**Written task**. Give every line of the material below as a Markdown table with the columns "No." and "Line", numbering the rows and omitting blank lines.

**Dataset rows**.
_ _ _ _ _
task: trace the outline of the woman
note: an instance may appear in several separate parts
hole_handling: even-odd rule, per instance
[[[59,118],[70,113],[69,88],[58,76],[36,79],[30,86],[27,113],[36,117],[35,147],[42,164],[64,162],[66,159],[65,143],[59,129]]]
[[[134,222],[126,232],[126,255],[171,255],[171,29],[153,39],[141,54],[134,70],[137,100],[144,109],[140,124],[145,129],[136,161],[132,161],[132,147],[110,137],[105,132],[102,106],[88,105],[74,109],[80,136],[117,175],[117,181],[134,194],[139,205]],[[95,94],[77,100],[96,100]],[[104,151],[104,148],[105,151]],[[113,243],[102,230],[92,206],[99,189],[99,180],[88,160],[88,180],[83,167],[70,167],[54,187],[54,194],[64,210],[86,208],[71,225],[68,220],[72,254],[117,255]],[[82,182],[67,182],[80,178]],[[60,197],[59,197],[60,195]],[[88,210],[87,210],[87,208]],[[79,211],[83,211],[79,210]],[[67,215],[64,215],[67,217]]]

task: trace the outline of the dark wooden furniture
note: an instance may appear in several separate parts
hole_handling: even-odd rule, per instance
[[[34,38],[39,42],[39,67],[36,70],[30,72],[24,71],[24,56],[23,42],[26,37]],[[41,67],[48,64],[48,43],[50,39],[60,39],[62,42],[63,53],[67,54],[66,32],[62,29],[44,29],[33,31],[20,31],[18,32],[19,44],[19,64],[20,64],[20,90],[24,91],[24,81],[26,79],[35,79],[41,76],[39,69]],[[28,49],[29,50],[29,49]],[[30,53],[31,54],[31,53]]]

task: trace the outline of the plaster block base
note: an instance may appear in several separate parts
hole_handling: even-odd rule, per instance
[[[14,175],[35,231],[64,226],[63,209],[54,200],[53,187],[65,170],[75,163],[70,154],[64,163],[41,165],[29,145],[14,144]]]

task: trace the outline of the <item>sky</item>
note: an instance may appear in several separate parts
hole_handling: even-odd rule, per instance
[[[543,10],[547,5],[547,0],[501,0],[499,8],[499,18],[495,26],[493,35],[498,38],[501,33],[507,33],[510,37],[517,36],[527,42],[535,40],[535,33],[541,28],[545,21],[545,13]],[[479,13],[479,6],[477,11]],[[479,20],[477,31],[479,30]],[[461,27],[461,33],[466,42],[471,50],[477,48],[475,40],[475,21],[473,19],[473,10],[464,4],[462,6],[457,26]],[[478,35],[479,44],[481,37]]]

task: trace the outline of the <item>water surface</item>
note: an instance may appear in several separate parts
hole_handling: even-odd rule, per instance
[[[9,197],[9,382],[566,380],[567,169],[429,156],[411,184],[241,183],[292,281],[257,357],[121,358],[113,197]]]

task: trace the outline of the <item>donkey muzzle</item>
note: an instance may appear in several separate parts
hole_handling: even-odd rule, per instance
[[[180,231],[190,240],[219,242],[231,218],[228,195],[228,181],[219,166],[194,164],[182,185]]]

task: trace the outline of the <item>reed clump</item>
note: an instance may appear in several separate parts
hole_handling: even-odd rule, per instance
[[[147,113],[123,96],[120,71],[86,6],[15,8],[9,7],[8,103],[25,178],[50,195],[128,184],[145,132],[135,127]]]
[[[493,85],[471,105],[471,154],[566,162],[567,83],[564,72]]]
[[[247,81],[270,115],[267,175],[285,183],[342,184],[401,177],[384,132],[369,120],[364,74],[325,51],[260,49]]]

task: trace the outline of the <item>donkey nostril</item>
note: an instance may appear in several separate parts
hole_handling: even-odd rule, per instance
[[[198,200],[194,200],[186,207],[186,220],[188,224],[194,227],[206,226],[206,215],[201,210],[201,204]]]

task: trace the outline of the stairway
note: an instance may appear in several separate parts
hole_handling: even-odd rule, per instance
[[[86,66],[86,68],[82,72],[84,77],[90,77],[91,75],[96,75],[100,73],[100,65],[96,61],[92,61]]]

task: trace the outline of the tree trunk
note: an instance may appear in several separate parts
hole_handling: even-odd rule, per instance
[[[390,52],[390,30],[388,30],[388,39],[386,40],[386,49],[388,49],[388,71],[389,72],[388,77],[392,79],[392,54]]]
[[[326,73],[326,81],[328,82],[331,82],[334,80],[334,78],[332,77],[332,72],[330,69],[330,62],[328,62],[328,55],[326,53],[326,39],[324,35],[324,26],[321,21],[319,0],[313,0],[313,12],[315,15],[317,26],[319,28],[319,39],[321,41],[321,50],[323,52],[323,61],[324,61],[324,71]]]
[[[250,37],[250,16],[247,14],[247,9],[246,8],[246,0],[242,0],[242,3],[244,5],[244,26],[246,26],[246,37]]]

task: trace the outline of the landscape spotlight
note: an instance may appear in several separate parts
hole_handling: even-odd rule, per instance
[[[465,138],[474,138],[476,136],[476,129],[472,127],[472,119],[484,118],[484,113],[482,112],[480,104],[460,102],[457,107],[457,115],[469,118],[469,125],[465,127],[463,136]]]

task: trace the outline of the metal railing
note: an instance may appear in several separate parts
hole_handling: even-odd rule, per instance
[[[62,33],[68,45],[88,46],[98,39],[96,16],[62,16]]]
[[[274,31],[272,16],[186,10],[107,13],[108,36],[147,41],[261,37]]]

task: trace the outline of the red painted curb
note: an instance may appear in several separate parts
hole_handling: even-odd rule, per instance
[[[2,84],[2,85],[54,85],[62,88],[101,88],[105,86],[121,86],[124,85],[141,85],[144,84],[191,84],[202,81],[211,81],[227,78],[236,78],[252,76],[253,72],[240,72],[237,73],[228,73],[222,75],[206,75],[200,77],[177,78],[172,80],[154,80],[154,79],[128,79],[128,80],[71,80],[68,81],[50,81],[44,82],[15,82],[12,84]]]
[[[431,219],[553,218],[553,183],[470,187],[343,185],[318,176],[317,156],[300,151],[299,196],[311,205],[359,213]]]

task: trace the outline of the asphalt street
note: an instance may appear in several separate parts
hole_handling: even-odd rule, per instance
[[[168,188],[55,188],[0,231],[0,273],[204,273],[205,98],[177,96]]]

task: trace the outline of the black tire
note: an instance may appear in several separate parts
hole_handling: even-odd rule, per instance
_ _ _ _ _
**Written solution**.
| No. | Line |
|---|---|
| 1 | task: trace the outline of the woman |
| 2 | note: an instance may appear in several separate parts |
| 3 | hole_handling: even-odd rule, per instance |
| 4 | [[[59,118],[70,113],[69,88],[58,76],[36,79],[30,86],[27,113],[36,117],[35,147],[42,164],[64,162],[66,159],[65,143],[59,129]]] |
| 5 | [[[134,222],[126,232],[126,255],[171,255],[171,29],[153,39],[141,54],[134,70],[137,100],[144,109],[140,124],[145,129],[136,161],[132,161],[132,147],[110,137],[105,132],[102,106],[88,105],[74,109],[80,136],[117,175],[117,181],[134,194],[139,205]],[[95,94],[77,100],[96,100]],[[104,151],[104,148],[105,151]],[[113,243],[102,230],[92,206],[99,189],[99,180],[88,160],[88,180],[83,167],[70,167],[54,187],[54,194],[64,210],[86,208],[71,225],[68,220],[72,254],[117,255]],[[82,182],[67,182],[80,178]],[[60,197],[59,197],[60,195]],[[88,210],[87,210],[87,208]],[[79,211],[83,211],[79,210]],[[67,215],[64,215],[67,217]]] |
| 6 | task: trace the outline of the dark wooden furniture |
| 7 | note: an instance may appear in several separate parts |
| 8 | hole_handling: even-odd rule, per instance |
| 9 | [[[34,38],[39,42],[39,67],[36,70],[30,72],[24,71],[24,56],[23,42],[26,37]],[[41,67],[48,64],[48,43],[50,39],[60,39],[62,42],[63,53],[67,54],[66,32],[62,29],[44,29],[33,31],[20,31],[18,32],[19,44],[19,64],[20,64],[20,90],[24,91],[24,81],[26,79],[35,79],[41,76],[39,69]],[[28,49],[29,50],[29,49]],[[30,53],[31,54],[31,53]]] |
| 10 | task: trace the outline of the plaster block base |
| 11 | note: an instance may appear in several separate parts |
| 12 | hole_handling: even-odd rule, per instance |
| 13 | [[[14,175],[35,231],[64,226],[63,209],[54,200],[53,187],[65,170],[75,163],[70,154],[64,163],[41,165],[29,145],[14,144]]] |
| 14 | task: trace the outline of the <item>sky</item> |
| 15 | note: an instance may appear in several separate parts |
| 16 | hole_handling: even-odd rule, per instance |
| 17 | [[[543,10],[547,5],[547,0],[501,0],[499,8],[499,18],[495,26],[493,35],[498,38],[501,33],[507,33],[510,37],[517,36],[527,42],[535,40],[535,33],[541,28],[545,21],[545,13]],[[479,13],[479,6],[477,11]],[[479,20],[477,31],[479,30]],[[461,27],[461,33],[466,42],[471,50],[477,48],[475,40],[475,21],[473,19],[473,10],[464,4],[462,6],[457,26]],[[478,35],[479,44],[481,37]]] |
| 18 | task: trace the outline of the <item>water surface</item> |
| 19 | note: an instance may appear in several separate parts |
| 20 | hole_handling: even-odd rule, per instance |
| 21 | [[[9,197],[9,382],[566,380],[567,169],[429,156],[411,184],[241,183],[292,281],[257,357],[121,358],[113,197]]] |
| 22 | task: trace the outline of the <item>donkey muzzle</item> |
| 23 | note: an instance may appear in several separate parts |
| 24 | hole_handling: even-odd rule, per instance |
| 25 | [[[180,231],[190,240],[219,242],[231,218],[228,195],[228,181],[219,166],[194,164],[182,185]]] |
| 26 | task: trace the outline of the <item>reed clump</item> |
| 27 | note: an instance may appear in several separate parts |
| 28 | hole_handling: even-odd rule, per instance |
| 29 | [[[147,113],[123,96],[120,71],[86,6],[15,8],[9,7],[8,103],[25,178],[50,195],[128,184],[145,132],[135,127]]] |
| 30 | [[[493,85],[471,105],[471,154],[566,162],[567,83],[564,72]]] |
| 31 | [[[247,81],[270,115],[267,175],[285,183],[342,184],[401,177],[384,132],[369,120],[364,74],[325,51],[260,49]]] |
| 32 | task: trace the outline of the <item>donkey nostril</item> |
| 33 | note: an instance may appear in several separate parts |
| 34 | hole_handling: even-odd rule, per instance |
| 35 | [[[198,200],[194,200],[186,207],[186,220],[188,224],[194,227],[206,226],[206,215],[201,210],[201,204]]] |
| 36 | task: trace the outline of the stairway |
| 37 | note: an instance may appear in several separate parts |
| 38 | hole_handling: even-odd rule, per instance |
| 39 | [[[86,66],[86,68],[82,72],[84,77],[90,77],[91,75],[96,75],[100,73],[100,65],[96,61],[92,61]]] |
| 40 | task: trace the outline of the tree trunk |
| 41 | note: an instance may appear in several separate parts |
| 42 | hole_handling: even-odd rule, per instance |
| 43 | [[[390,52],[390,30],[388,30],[388,39],[386,40],[386,49],[388,49],[388,71],[389,72],[388,77],[392,79],[392,54]]] |
| 44 | [[[326,73],[326,81],[328,82],[331,82],[334,80],[334,78],[332,77],[332,72],[330,69],[330,62],[328,62],[328,55],[326,53],[326,39],[324,35],[324,26],[321,21],[319,0],[313,0],[313,12],[315,15],[317,26],[319,28],[319,39],[321,41],[321,50],[323,52],[323,61],[324,61],[324,71]]] |
| 45 | [[[250,37],[250,16],[247,14],[247,9],[246,8],[246,0],[242,0],[242,3],[244,5],[244,26],[246,26],[246,37]]] |
| 46 | task: trace the outline of the landscape spotlight |
| 47 | note: an instance may appear in several separate parts |
| 48 | hole_handling: even-odd rule, per instance |
| 49 | [[[465,138],[474,138],[476,136],[476,129],[472,127],[472,119],[484,118],[484,113],[482,112],[480,104],[460,102],[457,107],[457,115],[469,118],[469,125],[465,127],[463,136]]] |
| 50 | task: trace the outline of the metal railing |
| 51 | note: an instance may appear in several separate parts |
| 52 | hole_handling: even-odd rule, per instance |
| 53 | [[[62,33],[68,45],[88,46],[98,39],[96,16],[62,16]]] |
| 54 | [[[274,31],[272,16],[186,10],[107,13],[108,36],[147,41],[261,37]]] |
| 55 | task: trace the outline of the red painted curb |
| 56 | note: an instance may appear in several separate parts |
| 57 | hole_handling: even-odd rule, per instance |
| 58 | [[[2,84],[2,85],[54,85],[62,88],[101,88],[105,86],[121,86],[124,85],[141,85],[144,84],[191,84],[202,81],[211,81],[227,78],[236,78],[252,76],[253,72],[240,72],[237,73],[228,73],[222,75],[206,75],[200,77],[177,78],[172,80],[154,80],[154,79],[128,79],[128,80],[71,80],[68,81],[50,81],[44,82],[15,82],[12,84]]] |
| 59 | [[[431,219],[553,218],[553,183],[470,187],[343,185],[318,176],[317,156],[300,151],[299,196],[311,205],[359,213]]] |
| 60 | task: trace the outline of the asphalt street |
| 61 | note: an instance may appear in several separate parts |
| 62 | hole_handling: even-odd rule, per instance |
| 63 | [[[168,188],[55,188],[0,231],[0,273],[204,273],[205,98],[177,96]]] |
| 64 | task: trace the outline of the black tire |
| 65 | note: an instance may appear in several separate parts |
| 66 | hole_handling: even-odd rule, per instance |